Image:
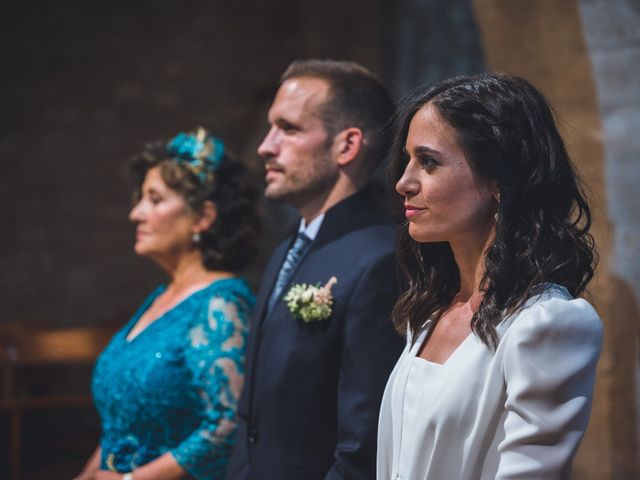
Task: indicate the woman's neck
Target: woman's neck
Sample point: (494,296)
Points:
(470,256)
(189,272)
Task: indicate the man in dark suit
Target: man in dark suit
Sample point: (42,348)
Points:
(313,385)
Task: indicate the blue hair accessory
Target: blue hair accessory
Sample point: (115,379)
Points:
(199,151)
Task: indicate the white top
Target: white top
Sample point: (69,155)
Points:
(518,412)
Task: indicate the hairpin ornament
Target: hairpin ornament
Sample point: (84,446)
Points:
(200,151)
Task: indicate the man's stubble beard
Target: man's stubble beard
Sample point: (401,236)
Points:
(298,191)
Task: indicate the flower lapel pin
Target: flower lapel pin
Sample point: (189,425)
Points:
(311,303)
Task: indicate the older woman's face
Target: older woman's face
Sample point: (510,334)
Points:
(165,221)
(444,199)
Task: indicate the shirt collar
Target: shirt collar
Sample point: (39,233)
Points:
(312,229)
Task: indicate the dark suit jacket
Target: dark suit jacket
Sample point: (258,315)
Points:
(309,409)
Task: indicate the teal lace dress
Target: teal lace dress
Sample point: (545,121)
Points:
(174,387)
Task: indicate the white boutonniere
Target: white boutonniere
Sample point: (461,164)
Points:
(311,303)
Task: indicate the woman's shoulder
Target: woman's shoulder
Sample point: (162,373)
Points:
(232,289)
(228,297)
(550,314)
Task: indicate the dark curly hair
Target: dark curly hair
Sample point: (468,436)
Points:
(231,242)
(507,131)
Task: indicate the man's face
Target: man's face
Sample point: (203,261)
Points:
(299,163)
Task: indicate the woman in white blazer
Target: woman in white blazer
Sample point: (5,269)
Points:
(497,376)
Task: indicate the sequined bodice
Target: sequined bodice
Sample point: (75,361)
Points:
(174,386)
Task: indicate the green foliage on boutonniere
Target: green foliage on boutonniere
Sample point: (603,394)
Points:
(311,303)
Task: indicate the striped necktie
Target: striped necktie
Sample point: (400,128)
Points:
(289,265)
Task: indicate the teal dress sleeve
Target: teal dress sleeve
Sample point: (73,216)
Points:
(214,355)
(173,388)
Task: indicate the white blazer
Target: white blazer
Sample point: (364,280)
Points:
(518,412)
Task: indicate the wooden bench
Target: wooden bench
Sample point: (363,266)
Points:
(23,349)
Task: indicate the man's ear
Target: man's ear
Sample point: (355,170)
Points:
(206,216)
(347,145)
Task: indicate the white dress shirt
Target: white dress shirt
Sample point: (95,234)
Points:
(518,412)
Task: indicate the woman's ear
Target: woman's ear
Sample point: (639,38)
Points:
(348,144)
(206,217)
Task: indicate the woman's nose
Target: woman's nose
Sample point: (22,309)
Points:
(407,184)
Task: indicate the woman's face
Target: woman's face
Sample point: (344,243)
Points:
(444,199)
(165,221)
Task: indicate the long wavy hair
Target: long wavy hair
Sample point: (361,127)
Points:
(507,131)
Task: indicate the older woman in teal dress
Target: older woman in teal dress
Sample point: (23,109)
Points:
(166,386)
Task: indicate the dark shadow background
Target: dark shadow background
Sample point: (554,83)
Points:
(85,84)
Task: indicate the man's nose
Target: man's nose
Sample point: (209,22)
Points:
(269,146)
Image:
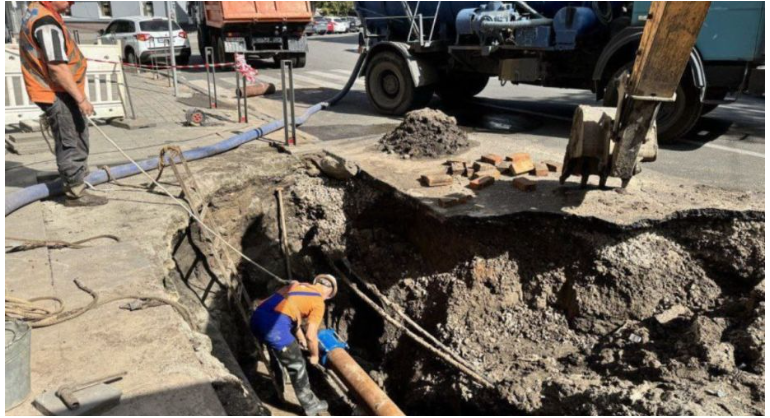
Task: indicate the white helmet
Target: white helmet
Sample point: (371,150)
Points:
+++
» **Work to be completed**
All of the records above must be copied exactly, except for the pictures.

» **Written response**
Image:
Task: indicate the woman's neck
Target: woman's neck
Sample point: (494,296)
Points:
(470,256)
(189,272)
Task: indicate the man in dark suit
Target: man in dark suit
Sample point: (42,348)
Points:
(313,385)
Task: indicate the blue hair accessory
Target: blue hair accessory
Sample point: (115,379)
Points:
(199,151)
Task: indicate the white top
Target: white top
Sample point: (69,155)
Points:
(518,412)
Task: indicate the hairpin ornament
Target: hairpin ornament
Sample point: (84,446)
Points:
(200,151)
Task: indicate the man's stubble beard
Target: man's stubble beard
Sample point: (401,236)
Points:
(298,191)
Task: indicate the flower lapel pin
Target: flower lapel pin
Sample point: (189,425)
Points:
(311,303)
Task: indicate the older woman's face
Target: older woman's face
Sample point: (510,334)
Points:
(165,221)
(444,199)
Task: indicate the shirt collar
Target: shirt collar
Sample point: (39,233)
Points:
(312,229)
Task: indicate the dark suit jacket
Target: dark suit jacket
Sample point: (258,315)
Points:
(309,409)
Task: indicate the teal lace dress
Target: teal lace dress
Sample point: (545,121)
Points:
(174,387)
Task: indicate the white boutonniere
Target: white boutonniere
Sample point: (461,164)
Points:
(311,303)
Task: indicate the woman's shoulder
Target: woman's shoulder
Sample point: (162,373)
Points:
(232,289)
(228,297)
(550,314)
Task: indicate the dark curly hair
Target: dark curly hair
Sample point: (468,436)
Points:
(231,242)
(507,131)
Task: indicate the man's face
Target: man's face
Sample point: (203,261)
Points:
(299,163)
Task: indicate the woman in white blazer
Target: woman in white blazer
Sample point: (5,269)
Points:
(497,376)
Task: indicate the sequined bodice
Target: sequined bodice
Sample point: (75,361)
Points:
(174,386)
Task: indicate the green foliage on boutonniere
Target: green foliage on boutonniere
Sample point: (603,394)
Points:
(311,303)
Task: indicate the striped necktie
Target: striped necktie
Sample point: (400,128)
Points:
(289,265)
Task: indicate the teal dress sleeve
Target: teal dress sleeve
Sample point: (73,216)
Points:
(214,355)
(173,388)
Task: indicate the white blazer
Target: white blazer
Sample point: (364,280)
Points:
(518,412)
Task: indicate the wooden bench
Target: wooden bench
Sample point: (363,266)
Points:
(23,349)
Task: indicate the man's ear
Target: man's ear
Sample point: (355,170)
Points:
(206,216)
(347,145)
Task: indicate the white dress shirt
Target: white dress shirt
Sample point: (95,234)
Points:
(518,412)
Task: indicate the woman's ear
Target: woman's ear
Sample point: (639,38)
Points:
(348,144)
(206,217)
Task: indicate the woman's nose
Target: woman's nose
Sample point: (22,309)
Points:
(407,184)
Task: indicate the woman's face
Target: woman's face
Sample point: (344,243)
Points:
(444,199)
(165,221)
Task: indicate the long wavy hair
Target: long wavy hair
Sample point: (361,127)
Points:
(507,131)
Task: indicate the older woman in teal dress
Target: older woman in teal dress
Sample point: (23,109)
Points:
(166,386)
Task: indicate the dark shadow background
Target: dark shadow background
Sample point: (554,83)
Points:
(85,84)
Task: indicate the man's nose
Target: man's nose
Sample point: (209,22)
Points:
(269,146)
Image:
Task: indicate the white helmet
Target: white helmet
Sample point: (371,150)
Points:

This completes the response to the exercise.